• **TASK GOAL**: The word to look for is "target". Report every line of the entries below that has it.

*** Block opens ***

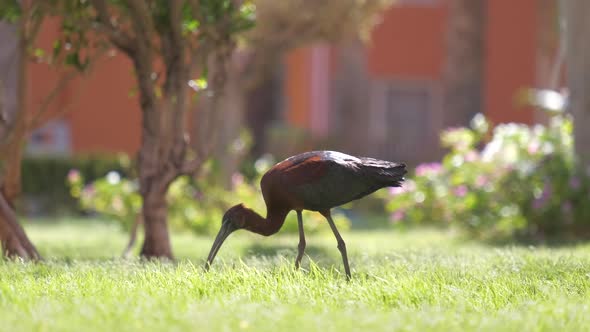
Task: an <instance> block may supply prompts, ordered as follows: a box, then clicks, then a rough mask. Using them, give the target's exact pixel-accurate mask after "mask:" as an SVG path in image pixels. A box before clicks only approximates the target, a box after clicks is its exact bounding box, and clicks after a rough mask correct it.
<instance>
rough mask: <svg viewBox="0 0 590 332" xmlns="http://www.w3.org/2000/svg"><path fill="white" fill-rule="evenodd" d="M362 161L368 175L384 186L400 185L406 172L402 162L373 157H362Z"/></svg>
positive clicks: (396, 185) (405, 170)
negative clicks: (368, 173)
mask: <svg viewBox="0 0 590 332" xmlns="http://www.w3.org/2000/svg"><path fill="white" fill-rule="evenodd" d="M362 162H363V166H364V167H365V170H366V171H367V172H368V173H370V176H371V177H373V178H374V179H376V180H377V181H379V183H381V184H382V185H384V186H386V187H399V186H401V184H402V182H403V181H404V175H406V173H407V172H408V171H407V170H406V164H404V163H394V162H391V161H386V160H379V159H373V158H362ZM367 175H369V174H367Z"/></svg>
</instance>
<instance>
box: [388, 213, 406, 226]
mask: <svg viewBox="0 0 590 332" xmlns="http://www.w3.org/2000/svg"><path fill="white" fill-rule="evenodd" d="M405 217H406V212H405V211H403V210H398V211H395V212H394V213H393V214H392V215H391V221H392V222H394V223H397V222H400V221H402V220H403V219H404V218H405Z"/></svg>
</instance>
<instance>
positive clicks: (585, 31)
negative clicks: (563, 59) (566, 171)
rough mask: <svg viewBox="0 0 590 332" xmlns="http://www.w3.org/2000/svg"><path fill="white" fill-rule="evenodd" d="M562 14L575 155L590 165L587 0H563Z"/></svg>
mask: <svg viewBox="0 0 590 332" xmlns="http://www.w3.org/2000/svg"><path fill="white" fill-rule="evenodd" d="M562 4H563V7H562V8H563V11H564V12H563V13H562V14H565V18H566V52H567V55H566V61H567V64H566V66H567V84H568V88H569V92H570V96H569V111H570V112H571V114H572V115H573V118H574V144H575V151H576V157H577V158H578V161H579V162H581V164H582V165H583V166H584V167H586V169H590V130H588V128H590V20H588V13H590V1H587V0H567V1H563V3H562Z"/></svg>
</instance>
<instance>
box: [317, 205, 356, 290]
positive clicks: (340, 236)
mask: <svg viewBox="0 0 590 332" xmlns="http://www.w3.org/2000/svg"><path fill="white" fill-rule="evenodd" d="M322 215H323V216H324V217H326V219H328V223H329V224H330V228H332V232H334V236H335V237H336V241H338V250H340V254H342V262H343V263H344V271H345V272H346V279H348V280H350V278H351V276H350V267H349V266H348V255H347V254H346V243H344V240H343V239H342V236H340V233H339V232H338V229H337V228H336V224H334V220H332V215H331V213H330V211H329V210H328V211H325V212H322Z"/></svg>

*** Block closes ***
*** Block opens ***

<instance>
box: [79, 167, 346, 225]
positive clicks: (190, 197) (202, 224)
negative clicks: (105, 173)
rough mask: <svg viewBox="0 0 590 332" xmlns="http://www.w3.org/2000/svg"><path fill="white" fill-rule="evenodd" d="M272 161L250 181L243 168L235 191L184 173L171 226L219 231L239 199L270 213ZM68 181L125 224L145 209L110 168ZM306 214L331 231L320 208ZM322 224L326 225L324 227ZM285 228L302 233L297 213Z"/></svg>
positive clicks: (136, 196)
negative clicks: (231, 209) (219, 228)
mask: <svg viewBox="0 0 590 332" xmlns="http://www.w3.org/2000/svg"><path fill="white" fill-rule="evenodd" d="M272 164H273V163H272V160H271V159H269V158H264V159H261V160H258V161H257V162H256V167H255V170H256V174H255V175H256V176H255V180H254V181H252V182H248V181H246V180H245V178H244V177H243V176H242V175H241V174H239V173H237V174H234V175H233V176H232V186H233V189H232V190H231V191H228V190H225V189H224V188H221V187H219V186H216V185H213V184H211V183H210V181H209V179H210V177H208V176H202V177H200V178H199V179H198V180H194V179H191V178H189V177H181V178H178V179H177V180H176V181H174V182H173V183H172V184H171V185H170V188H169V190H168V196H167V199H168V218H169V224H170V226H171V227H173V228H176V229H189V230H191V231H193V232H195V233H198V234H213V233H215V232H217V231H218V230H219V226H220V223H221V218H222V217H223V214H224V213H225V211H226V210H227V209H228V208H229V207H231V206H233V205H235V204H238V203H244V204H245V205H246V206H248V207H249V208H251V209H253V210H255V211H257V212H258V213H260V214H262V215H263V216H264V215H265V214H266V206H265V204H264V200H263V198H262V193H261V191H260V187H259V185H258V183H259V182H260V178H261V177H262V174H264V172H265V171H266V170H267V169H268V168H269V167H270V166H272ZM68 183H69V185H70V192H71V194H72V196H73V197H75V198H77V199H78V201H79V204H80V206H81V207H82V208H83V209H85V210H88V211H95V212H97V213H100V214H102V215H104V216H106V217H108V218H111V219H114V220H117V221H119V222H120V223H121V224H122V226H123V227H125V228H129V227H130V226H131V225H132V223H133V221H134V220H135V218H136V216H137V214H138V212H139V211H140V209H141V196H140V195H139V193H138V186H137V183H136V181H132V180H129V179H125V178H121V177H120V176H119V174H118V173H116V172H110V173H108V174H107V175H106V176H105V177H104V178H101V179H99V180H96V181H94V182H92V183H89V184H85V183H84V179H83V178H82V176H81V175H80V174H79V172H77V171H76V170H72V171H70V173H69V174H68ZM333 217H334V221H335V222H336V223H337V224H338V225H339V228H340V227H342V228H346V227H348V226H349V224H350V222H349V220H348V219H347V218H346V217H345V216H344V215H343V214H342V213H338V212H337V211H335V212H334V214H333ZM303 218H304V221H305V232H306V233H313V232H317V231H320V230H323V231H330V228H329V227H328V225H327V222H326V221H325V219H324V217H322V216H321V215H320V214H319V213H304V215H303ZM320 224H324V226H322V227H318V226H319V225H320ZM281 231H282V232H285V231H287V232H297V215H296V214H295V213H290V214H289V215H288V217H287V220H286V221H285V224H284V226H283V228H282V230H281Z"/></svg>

*** Block closes ***
*** Block opens ***

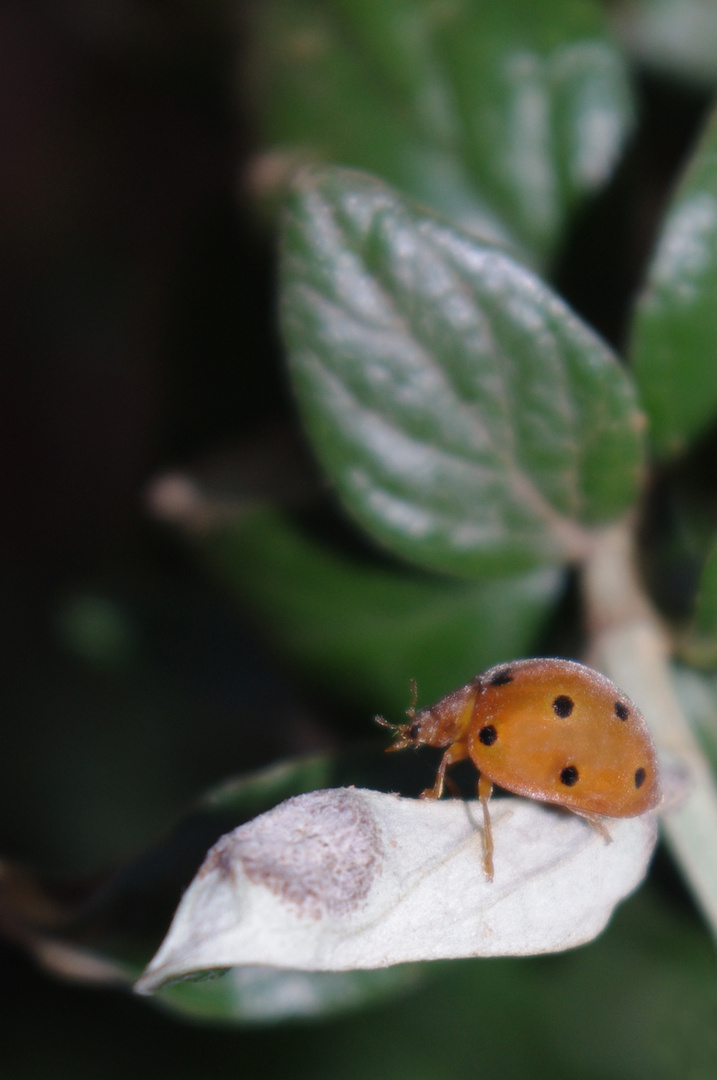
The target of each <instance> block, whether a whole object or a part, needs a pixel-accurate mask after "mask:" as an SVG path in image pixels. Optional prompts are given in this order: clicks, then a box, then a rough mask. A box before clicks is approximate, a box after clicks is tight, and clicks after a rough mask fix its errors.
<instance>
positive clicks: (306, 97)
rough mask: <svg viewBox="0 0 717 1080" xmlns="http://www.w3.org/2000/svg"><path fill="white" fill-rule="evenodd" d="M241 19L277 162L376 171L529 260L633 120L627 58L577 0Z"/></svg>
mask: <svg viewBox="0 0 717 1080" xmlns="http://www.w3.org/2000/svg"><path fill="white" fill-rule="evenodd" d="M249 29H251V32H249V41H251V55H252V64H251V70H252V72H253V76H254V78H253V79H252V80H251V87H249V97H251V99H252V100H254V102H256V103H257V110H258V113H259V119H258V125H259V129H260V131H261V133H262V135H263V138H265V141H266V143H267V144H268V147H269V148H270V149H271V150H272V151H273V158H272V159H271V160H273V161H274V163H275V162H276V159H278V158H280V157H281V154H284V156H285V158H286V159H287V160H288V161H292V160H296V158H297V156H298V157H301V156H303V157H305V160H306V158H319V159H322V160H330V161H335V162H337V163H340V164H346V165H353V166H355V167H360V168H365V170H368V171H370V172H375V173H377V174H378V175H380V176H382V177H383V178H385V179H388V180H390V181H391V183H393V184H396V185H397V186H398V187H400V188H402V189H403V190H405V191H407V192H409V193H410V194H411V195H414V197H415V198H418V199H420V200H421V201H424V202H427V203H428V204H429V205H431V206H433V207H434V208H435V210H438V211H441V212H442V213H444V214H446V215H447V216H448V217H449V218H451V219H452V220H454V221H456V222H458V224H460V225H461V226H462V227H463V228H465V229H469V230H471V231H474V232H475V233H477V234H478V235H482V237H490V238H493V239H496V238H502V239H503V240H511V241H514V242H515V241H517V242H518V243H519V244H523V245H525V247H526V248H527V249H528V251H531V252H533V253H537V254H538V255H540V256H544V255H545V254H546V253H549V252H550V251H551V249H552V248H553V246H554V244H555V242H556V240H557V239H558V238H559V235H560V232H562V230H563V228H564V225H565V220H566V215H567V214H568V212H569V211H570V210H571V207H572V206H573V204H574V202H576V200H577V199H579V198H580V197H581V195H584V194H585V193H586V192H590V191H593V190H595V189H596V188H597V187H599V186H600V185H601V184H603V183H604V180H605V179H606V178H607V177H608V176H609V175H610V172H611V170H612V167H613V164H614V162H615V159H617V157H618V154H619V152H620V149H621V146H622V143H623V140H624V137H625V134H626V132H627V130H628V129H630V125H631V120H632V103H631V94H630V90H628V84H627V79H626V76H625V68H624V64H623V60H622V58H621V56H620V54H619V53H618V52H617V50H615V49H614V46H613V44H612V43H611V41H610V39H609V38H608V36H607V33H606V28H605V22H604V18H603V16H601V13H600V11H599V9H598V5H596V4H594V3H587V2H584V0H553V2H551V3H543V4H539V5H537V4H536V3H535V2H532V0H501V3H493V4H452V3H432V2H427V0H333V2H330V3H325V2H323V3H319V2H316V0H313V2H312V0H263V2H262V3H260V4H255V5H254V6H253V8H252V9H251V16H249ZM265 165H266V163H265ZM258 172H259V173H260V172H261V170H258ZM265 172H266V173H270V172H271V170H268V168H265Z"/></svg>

*** Block closes ***

• **RESPONSE TO THIS EXERCISE**:
Task: an <instance> block may supply prompts, ordered as follows: a box, then clicks, then a rough mask. Using them, give the target's exact pixel-accurate mask after "mask:" as an SVG path in image pixels. A box before clicks only approximates the target, a box after clicks is its exact bounding box, and clicks after a rough mask correct it.
The target of each <instance> block, whether a whole object or a part, needs a pixel-accurate mask after "mask:" as an SVG path in image pixels. Optional prompts are given in this order: clicks, then a box, then a rough mask. A box before clicks is approximate, a box after clicks is tight, and clicks after a rough mask fix its errors.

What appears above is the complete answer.